§ **Task inputs**
* BEGIN *
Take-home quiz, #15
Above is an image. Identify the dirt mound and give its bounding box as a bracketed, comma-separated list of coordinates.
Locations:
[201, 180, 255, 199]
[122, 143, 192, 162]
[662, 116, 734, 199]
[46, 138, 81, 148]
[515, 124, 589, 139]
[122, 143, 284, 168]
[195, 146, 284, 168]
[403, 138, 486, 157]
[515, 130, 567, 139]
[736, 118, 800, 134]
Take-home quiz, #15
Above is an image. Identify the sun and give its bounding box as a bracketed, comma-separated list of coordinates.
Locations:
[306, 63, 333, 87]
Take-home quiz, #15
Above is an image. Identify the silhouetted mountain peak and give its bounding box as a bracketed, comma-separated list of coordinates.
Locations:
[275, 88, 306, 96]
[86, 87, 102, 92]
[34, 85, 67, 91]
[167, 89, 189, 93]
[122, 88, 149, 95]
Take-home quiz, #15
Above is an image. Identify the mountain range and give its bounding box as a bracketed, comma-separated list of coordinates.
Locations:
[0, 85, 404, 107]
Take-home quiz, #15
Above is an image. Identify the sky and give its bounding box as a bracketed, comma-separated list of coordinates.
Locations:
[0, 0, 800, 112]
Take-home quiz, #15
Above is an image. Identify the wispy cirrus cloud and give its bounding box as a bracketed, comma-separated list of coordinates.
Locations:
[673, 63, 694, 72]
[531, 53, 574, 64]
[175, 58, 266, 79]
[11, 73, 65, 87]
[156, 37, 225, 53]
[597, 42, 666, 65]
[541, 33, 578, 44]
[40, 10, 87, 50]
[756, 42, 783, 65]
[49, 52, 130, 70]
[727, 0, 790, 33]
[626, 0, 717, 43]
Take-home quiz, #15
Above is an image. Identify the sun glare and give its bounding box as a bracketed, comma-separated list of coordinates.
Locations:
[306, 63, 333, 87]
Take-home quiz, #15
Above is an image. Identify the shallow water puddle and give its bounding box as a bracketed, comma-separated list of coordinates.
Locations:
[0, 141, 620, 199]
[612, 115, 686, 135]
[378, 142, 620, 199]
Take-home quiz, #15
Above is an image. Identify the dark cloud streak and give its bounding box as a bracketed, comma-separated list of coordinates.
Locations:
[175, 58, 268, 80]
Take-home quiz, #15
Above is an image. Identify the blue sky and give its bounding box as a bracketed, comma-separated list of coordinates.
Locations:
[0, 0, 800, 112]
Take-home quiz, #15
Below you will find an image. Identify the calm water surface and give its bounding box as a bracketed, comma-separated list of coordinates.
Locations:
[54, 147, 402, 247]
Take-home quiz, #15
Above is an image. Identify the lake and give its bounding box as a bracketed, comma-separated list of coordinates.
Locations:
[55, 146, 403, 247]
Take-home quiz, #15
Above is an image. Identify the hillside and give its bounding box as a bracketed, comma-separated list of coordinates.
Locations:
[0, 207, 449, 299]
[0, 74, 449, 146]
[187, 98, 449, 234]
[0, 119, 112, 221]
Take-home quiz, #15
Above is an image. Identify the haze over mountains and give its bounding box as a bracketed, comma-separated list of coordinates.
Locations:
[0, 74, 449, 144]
* END *
§ **What is needed**
Reproduce the data above, switching every "Locations" to "Coordinates" and leaving everything else unchanged.

§ **Result of the task**
Take-home quiz, #15
Above is an image. Identify the dirt mound and give its bounding box as a bracketed, comma-separated list of coordinates.
Coordinates:
[201, 180, 255, 199]
[122, 143, 192, 162]
[662, 116, 734, 199]
[46, 138, 81, 148]
[515, 124, 589, 139]
[122, 143, 284, 168]
[195, 146, 284, 168]
[403, 138, 486, 157]
[515, 130, 567, 139]
[736, 118, 800, 134]
Take-home quiz, #15
Above is an image. Identify the sun and give its bounding box as a bracketed, comma-separated list of coordinates.
Coordinates:
[306, 63, 333, 87]
Take-home quiz, #15
Above is an image. Identify the silhouetted mountain peak and give its bounding box as a bracketed, comma-separated list of coordinates.
Coordinates:
[275, 88, 306, 96]
[86, 87, 102, 92]
[34, 85, 67, 91]
[167, 89, 189, 93]
[122, 88, 149, 95]
Take-home quiz, #15
Above is an image. Identify the mountain range and give its bounding box as a bracketed, comma-separated list of coordinates.
Coordinates:
[0, 85, 404, 107]
Take-home quiz, #15
Above is an image. Identify the sky and give its bounding box as a bracketed, comma-separated list of coordinates.
Coordinates:
[0, 0, 800, 112]
Take-home quiz, #15
Above is an image. Identify the wispy cirrus cloud and give its bounding box as a bracketed, comma-separated list of coordinates.
Coordinates:
[673, 63, 694, 72]
[531, 53, 574, 64]
[175, 58, 266, 79]
[11, 73, 65, 87]
[156, 37, 225, 53]
[597, 42, 666, 65]
[541, 33, 578, 44]
[40, 10, 87, 50]
[756, 42, 783, 65]
[49, 52, 130, 70]
[727, 0, 790, 33]
[626, 0, 717, 43]
Take-home quiz, #15
Above is an image. Identify the sun glare and give its bounding box as a bracketed, comma-separated list of coordinates.
Coordinates:
[306, 63, 333, 87]
Take-home quiz, #15
Above is an image. Identify the shallow water puddle and give its bounding box as a bracketed, comma-separated list of coordinates.
Coordinates:
[0, 141, 620, 199]
[612, 115, 686, 135]
[378, 142, 620, 199]
Take-home quiz, #15
Above is an image. Identify the dark cloud streak and give its bounding box as a bracketed, comma-separated list of coordinates.
Coordinates:
[175, 58, 268, 80]
Take-home quiz, #15
Above is an image. Identify the blue sky and give its bounding box as a bracketed, comma-separated list of coordinates.
Coordinates:
[0, 0, 800, 112]
Take-home quiz, #15
Below you will find an image. Identify the calm water surface and give its bounding box as a bracketed, comma-separated list of coordinates.
Coordinates:
[54, 147, 402, 247]
Take-home quiz, #15
Above is an image. Identify the lake and give its bounding box as a bracketed, comma-separated list of coordinates.
Coordinates:
[55, 146, 403, 247]
Take-home quiz, #15
Above is an image. Identify the hillside and give its bounding box as a bracketed, comma-separated list of coordinates.
Coordinates:
[0, 207, 449, 299]
[0, 74, 449, 146]
[187, 98, 449, 234]
[0, 119, 112, 221]
Take-home quiz, #15
Above is an image. Identify the haze over mountains and give its bounding box as a bracketed, comma-separated list of coordinates.
Coordinates:
[0, 74, 449, 144]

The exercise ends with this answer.